Task instructions: Count how many lines in the entries below contain the string "leaf". Reply with the number only.

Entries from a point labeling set
[start]

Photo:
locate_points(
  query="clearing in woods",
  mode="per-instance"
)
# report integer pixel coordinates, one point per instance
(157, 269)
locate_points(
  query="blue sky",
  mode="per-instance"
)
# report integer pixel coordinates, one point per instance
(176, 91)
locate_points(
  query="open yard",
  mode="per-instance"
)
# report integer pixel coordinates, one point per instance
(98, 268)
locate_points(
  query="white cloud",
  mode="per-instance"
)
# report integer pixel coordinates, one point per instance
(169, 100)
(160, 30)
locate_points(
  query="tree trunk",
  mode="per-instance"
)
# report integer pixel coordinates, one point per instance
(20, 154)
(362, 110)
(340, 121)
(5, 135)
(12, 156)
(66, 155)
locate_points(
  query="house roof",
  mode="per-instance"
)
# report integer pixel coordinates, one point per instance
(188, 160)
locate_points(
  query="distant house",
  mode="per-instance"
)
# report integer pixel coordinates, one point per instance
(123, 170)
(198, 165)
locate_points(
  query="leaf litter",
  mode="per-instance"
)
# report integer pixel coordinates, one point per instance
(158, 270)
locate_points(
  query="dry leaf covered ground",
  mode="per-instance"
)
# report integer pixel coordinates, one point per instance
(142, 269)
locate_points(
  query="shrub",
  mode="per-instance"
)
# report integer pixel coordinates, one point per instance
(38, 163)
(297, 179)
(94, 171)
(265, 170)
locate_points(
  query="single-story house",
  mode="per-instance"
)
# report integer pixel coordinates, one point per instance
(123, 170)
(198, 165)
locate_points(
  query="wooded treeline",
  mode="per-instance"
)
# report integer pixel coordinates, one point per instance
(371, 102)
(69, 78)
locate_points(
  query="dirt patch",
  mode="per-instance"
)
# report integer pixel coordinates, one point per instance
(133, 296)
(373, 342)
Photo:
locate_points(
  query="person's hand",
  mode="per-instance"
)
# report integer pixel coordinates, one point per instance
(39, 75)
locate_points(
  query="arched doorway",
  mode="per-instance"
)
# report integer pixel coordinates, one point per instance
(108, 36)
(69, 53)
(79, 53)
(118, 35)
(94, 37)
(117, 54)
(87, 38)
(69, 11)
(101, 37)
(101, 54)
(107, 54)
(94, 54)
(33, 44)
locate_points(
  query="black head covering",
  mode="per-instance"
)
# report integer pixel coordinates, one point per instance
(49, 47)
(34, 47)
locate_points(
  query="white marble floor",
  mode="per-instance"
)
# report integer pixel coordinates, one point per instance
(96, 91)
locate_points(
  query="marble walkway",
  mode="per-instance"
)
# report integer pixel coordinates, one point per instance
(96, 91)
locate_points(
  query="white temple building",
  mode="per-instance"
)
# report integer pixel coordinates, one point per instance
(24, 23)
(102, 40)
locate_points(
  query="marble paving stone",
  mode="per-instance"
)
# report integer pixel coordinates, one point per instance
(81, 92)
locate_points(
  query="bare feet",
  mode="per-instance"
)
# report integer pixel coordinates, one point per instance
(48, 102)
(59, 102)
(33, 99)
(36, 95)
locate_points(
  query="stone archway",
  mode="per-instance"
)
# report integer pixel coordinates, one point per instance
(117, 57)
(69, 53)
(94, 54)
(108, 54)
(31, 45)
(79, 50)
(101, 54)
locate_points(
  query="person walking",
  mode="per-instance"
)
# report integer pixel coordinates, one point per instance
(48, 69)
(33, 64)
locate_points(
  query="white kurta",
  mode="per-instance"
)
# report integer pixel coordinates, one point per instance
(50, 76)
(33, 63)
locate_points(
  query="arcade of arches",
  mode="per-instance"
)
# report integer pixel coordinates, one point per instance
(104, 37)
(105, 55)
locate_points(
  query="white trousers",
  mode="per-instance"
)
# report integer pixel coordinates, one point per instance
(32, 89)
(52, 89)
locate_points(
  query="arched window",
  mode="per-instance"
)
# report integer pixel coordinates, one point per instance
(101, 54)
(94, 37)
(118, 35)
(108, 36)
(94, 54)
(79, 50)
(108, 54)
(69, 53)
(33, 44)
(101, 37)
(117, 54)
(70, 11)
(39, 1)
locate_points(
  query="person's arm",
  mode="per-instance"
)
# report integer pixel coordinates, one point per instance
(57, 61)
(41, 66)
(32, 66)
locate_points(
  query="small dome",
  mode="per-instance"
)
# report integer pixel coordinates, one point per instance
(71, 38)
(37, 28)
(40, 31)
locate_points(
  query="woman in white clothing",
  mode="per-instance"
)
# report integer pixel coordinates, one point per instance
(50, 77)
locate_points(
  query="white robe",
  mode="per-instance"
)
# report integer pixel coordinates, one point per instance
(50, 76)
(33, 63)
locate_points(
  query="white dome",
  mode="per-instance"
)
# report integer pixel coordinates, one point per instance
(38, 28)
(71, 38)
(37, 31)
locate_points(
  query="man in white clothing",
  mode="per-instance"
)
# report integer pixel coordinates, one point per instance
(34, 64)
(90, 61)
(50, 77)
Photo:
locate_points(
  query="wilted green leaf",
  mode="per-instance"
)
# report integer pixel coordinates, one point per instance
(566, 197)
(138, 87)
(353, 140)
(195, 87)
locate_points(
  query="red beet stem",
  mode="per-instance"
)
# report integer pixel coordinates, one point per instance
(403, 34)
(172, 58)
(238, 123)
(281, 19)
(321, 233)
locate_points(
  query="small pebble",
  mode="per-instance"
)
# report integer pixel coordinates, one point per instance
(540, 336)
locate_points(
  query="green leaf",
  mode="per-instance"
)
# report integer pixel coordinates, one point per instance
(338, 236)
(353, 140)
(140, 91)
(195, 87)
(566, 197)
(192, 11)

[end]

Solution to the problem: 4